▶ Aim of the task: When you reach the entries, transcribe each one exactly.

BEGIN Data provided

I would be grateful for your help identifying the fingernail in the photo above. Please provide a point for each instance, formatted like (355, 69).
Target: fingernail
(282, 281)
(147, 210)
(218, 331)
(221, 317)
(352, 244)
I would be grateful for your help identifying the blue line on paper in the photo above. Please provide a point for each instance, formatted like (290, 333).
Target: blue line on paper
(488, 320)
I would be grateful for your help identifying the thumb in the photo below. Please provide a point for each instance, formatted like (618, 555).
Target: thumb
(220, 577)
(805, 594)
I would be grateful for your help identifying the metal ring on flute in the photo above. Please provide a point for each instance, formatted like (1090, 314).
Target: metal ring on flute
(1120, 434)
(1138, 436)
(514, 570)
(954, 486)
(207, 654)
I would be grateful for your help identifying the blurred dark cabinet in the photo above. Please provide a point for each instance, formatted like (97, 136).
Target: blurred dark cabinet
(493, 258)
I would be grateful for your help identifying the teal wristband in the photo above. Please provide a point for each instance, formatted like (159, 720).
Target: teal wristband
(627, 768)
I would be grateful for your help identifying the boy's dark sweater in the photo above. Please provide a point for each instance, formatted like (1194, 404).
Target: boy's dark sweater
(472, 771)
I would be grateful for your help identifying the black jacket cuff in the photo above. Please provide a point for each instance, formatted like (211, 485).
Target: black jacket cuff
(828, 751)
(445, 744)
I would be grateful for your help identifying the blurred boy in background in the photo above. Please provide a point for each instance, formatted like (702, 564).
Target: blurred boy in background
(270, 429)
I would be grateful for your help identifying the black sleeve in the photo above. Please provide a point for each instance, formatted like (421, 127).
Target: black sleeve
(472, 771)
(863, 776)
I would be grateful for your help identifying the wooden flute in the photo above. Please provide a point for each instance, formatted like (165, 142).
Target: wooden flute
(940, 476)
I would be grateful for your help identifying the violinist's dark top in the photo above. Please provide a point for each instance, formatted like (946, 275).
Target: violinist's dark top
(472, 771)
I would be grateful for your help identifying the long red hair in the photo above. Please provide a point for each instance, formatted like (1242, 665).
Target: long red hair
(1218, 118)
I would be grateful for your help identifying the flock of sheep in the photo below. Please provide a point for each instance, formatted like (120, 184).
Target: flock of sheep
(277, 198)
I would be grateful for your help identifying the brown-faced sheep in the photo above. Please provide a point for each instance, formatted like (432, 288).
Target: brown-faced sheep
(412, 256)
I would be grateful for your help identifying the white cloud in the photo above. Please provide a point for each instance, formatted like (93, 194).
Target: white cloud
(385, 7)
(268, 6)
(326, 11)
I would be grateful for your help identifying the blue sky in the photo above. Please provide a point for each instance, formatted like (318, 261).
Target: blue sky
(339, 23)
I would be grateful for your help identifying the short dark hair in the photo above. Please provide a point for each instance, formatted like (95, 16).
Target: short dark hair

END Data provided

▶ Answer to the exercise:
I would be grateful for your help identifying the fingernail in the photo above. Please provide a point for each instance, formatted like (355, 69).
Target: fingernail
(282, 281)
(147, 210)
(218, 331)
(221, 317)
(352, 244)
I would be grateful for your help identifying the blue line on paper in the photo above. Please provide a point for each instance, formatted like (290, 333).
Target: blue line on paper
(488, 320)
I would be grateful for your help identifying the thumb in the photo below. Please provide a point for each instance, formatted like (618, 555).
Target: thumb
(220, 577)
(805, 594)
I would be grateful for your help identifying the metal ring on flute in the photo above. Please provide a point for each instance, formatted like (1090, 314).
Target: metal ring on flute
(1120, 434)
(1138, 436)
(514, 570)
(954, 486)
(207, 654)
I would be grateful for your help identifying the blurred dark cabinet in the photo above. Please provide a point for each instance, formatted like (97, 136).
Target: blurred dark cabinet
(493, 258)
I would be grateful for your help identifying the teal wristband in the photo above. Please provide a point for each instance, formatted like (159, 720).
Target: teal wristband
(627, 768)
I would be grateful for your help identifying the boy's dark sweater in the photo above. Please provide a point for each instance, formatted like (1194, 404).
Target: boy's dark sweater
(472, 771)
I would be grateful for your help identifying the black jacket cuff in the photo above. Please provide a point for each instance, formatted like (211, 485).
Target: black jacket cuff
(828, 751)
(445, 744)
I would be grateful for your help identifying the blurred boy in background in the photo above. Please provide a point for each instance, formatted like (702, 564).
Target: blurred boy in background
(270, 429)
I would be grateful for your help identifying the black sleeve in the photo above. Please provide a point for each instance, formatted like (421, 127).
Target: black sleeve
(472, 771)
(863, 776)
I would be grateful for your help identifying the wooden flute in the photo above. Please provide a point for each instance, formatted like (165, 142).
Target: wooden flute
(940, 476)
I would be grateful for your help identifying the violinist's dark top in the photo above. Please provide a point for each instance, formatted like (946, 275).
Target: violinist's dark top
(472, 771)
I would be grateful for your help identifying the long red hair in the photo above. Please provide a point for each instance, formatted like (1242, 665).
Target: long red hair
(1218, 118)
I would be grateful for your help identifying the flock of sheep in the photo below. Please provide a point for each instance, formatted like (120, 184).
Target: flock of sheep
(277, 198)
I would be grateful for your help identifying the brown-faced sheep in the photo above. Please provide a point for each instance, formatted like (432, 288).
Target: brown-faced sheep
(412, 256)
I would be grateful for your help identifying the white cloud in the photo above. Please provide a point for each instance, formatted like (93, 194).
Target: white cloud
(385, 7)
(268, 6)
(326, 11)
I would be grateful for your help identifying the blue sky in the photo above. Please provide a point for each instance, formatted like (318, 261).
Target: blue sky
(339, 23)
I would be grateful for your help identifying the short dark hair in the photo above. Please provide a point for each instance, formatted like (95, 16).
Target: short dark hair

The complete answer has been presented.